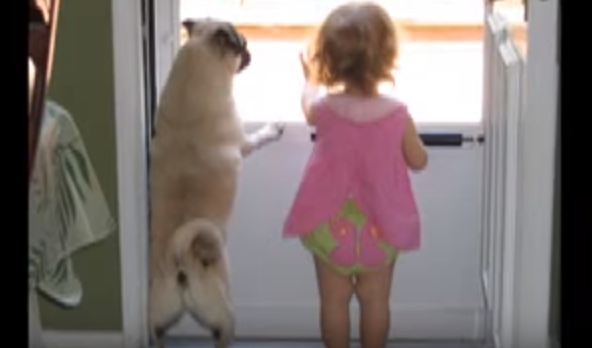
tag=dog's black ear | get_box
[191,229,221,268]
[212,22,247,54]
[181,19,197,37]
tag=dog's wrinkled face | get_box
[182,18,251,73]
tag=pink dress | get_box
[283,94,421,272]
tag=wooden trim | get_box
[235,24,527,42]
[45,1,60,85]
[28,0,61,181]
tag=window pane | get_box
[180,0,486,124]
[231,40,483,123]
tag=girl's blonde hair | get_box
[310,2,399,95]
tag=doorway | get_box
[144,0,528,343]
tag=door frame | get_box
[112,0,559,347]
[112,0,149,347]
[511,0,559,347]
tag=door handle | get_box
[419,133,484,147]
[310,132,484,147]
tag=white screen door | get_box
[149,0,525,341]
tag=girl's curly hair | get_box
[310,2,399,95]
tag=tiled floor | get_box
[167,338,490,348]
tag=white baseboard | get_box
[169,303,485,340]
[42,331,123,348]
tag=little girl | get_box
[283,2,428,348]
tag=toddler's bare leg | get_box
[355,262,396,348]
[313,256,355,348]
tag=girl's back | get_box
[284,94,421,251]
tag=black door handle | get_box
[420,133,485,147]
[310,132,484,147]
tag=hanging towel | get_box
[28,100,116,307]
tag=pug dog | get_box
[149,18,284,348]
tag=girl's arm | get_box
[299,52,322,126]
[301,82,322,126]
[402,116,428,171]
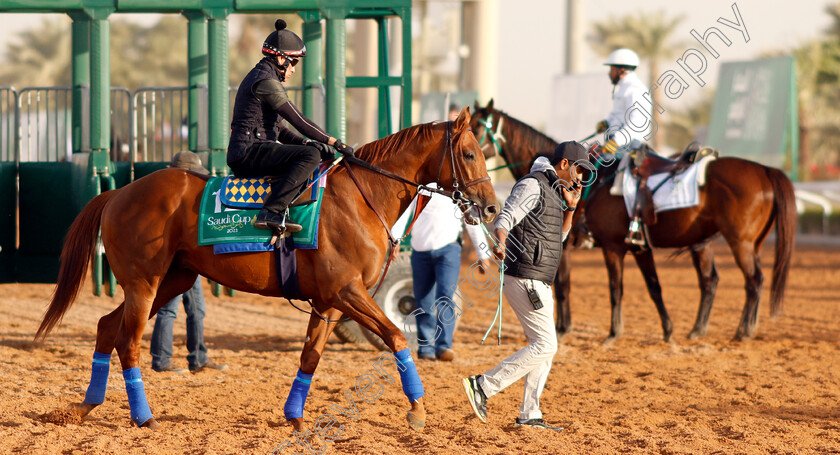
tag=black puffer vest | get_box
[228,58,286,163]
[503,171,566,284]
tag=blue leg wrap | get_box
[283,369,313,420]
[83,351,111,405]
[123,367,154,427]
[394,349,425,402]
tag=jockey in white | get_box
[596,48,654,246]
[596,48,651,153]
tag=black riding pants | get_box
[228,142,321,214]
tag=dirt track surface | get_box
[1,242,839,454]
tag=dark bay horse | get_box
[35,107,498,431]
[471,100,796,342]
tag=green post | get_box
[207,13,229,174]
[89,17,110,152]
[376,17,392,137]
[184,11,208,152]
[300,12,323,119]
[399,7,412,128]
[70,13,90,154]
[325,10,347,141]
[789,63,800,181]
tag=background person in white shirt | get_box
[409,183,492,361]
[595,48,652,153]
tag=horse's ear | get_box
[486,98,494,111]
[474,100,481,112]
[454,106,471,132]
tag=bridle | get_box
[343,120,490,221]
[342,120,490,296]
[475,112,507,158]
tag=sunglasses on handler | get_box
[286,57,299,67]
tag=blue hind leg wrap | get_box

———

Each entry above must be set down word for word; none of its pictures belong in the copy.

tag=dog's black ear | get_box
[191,229,221,268]
[212,22,247,54]
[181,19,197,37]
tag=dog's wrinkled face | get_box
[182,18,251,73]
tag=pink dress | get_box
[283,94,421,272]
tag=wooden trim | get_box
[235,24,527,42]
[45,1,60,85]
[28,0,61,181]
tag=window pane | get_box
[180,0,486,124]
[231,40,483,123]
tag=girl's blonde hair | get_box
[310,2,399,95]
tag=doorway | get_box
[144,0,528,343]
tag=door frame | get_box
[112,0,559,347]
[112,0,149,347]
[511,0,559,347]
tag=door handle | get_box
[419,133,484,147]
[310,132,484,147]
tag=white screen door | get_box
[149,0,525,341]
tag=girl's curly hair | get_box
[310,2,399,95]
tag=tiled floor | get_box
[167,338,490,348]
tag=white baseboard | get_box
[169,303,485,340]
[42,331,123,348]
tag=little girl | get_box
[283,2,428,348]
tag=toddler's bare leg | get_box
[355,262,396,348]
[313,256,355,348]
tag=girl's back | get_box
[284,94,421,251]
tag=black door handle | get_box
[420,133,485,147]
[310,132,484,147]
tag=hanging towel | get_box
[28,100,116,307]
tag=pug dog | get_box
[149,18,284,348]
tag=girl's arm | get_box
[299,52,322,126]
[301,82,322,126]
[402,116,428,171]
tag=black puffer vest | get_box
[228,58,286,163]
[503,171,566,284]
tag=blue leg wrap | get_box
[283,369,313,420]
[83,351,111,405]
[123,367,154,427]
[394,349,425,402]
tag=jockey in white | get_box
[596,48,654,246]
[596,48,651,153]
tag=black riding pants | get_box
[228,142,321,214]
tag=dirt track surface | get_box
[1,242,839,454]
tag=dark bay horse | get_box
[35,107,498,431]
[471,100,796,342]
tag=green post | get_box
[207,13,229,174]
[89,17,110,152]
[376,17,392,137]
[184,11,208,152]
[300,12,323,119]
[399,7,412,128]
[70,13,90,154]
[325,10,347,141]
[789,63,800,181]
tag=background person in white shirt | get_box
[409,183,492,361]
[595,48,652,153]
tag=horse's ear | get_box
[486,98,494,111]
[474,100,481,112]
[454,106,471,132]
tag=bridle | get_box
[343,120,490,221]
[342,120,490,296]
[475,112,507,158]
tag=sunglasses on handler | get_box
[286,57,299,67]
tag=blue hind leg wrap | get_box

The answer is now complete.